TRECHO DA FONTE.
######

Publicada, afinal, Resolução que disciplina a responsabilidade do Ministério Público em relação a povos indígenas e comunidades tradicionais, incluindo a prevenção do genocídio

Tania Pacheco

O Conselho Nacional do Ministério Público (CNMP) tornou pública a Resolução nº 230/2021, aprovada por unanimidade no dia 25 de maio para disciplinar a atuação do MP junto a povos indígenas e comunidades tradicionais.

A Resolução tem por base os artigos 215, 216, 231 e 232 das Constituição de 1988; o art. 68 do Ato de Disposições Constitucionais Transitórias; a Convenção 169 da OIT (sob ataque direto no Congresso); e outros tratados internacionais internalizados pelo Brasil para estabelecer as responsabilidades do Ministério Público para com essas populações.

Considera ela ainda a luta global contra o racismo, a discriminação racial, xenofobia e intolerância, assim como “o dever de prevenção do genocídio e de outras atrocidades massivas, que é responsabilidade do Estado brasileiro por força da Convenção para a Repressão do Crime de Genocídio”.

A partir dessas visões, cabe aos integrantes do Ministério Público, além de abrir suas dependências para receber representantes dos povos e comunidades, respeitando suas tradições e culturas, também visitá-los em seus territórios, sempre de forma respeitosa e, em qualquer alternativa, sempre garantindo pleno entendimento quanto a questões, direitos e propostas com eles eventualmente discutidos.

######

MATERIAL LISTADO.
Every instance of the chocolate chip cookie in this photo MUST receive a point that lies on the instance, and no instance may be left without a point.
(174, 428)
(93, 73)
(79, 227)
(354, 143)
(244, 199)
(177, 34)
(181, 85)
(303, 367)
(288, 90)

######

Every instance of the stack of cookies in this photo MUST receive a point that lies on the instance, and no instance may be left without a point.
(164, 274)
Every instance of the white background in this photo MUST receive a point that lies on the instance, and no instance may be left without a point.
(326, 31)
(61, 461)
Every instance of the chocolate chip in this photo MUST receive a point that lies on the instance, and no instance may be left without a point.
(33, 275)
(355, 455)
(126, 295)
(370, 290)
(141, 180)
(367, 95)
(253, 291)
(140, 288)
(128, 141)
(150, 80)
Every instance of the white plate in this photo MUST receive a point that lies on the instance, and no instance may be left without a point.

######

EXERCÍCIO PROPOSTO 1. Segundo o trecho da fonte, em que dia foi aprovada a Resolução nº 230/2021?
EXERCÍCIO PROPOSTO 2. No trecho da fonte, substitua "integrantes" por "membros" e reproduza a parte que vai de "A partir dessas" até "eles eventualmente discutidos.", inclusive.
EXERCÍCIO PROPOSTO 3. Liste todos os artigos da Constituição de 1988 que, conforme o trecho da fonte, servem de base à Resolução.

RESPOSTA ESCRITA 1. No dia 25 de maio.

RESPOSTA ESCRITA 2.
A partir dessas visões, cabe aos membros do Ministério Público, além de abrir suas dependências para receber representantes dos povos e comunidades, respeitando suas tradições e culturas, também visitá-los em seus territórios, sempre de forma respeitosa e, em qualquer alternativa, sempre garantindo pleno entendimento quanto a questões, direitos e propostas com eles eventualmente discutidos.

RESPOSTA ESCRITA 3. Artigos 215, 216, 231 e 232.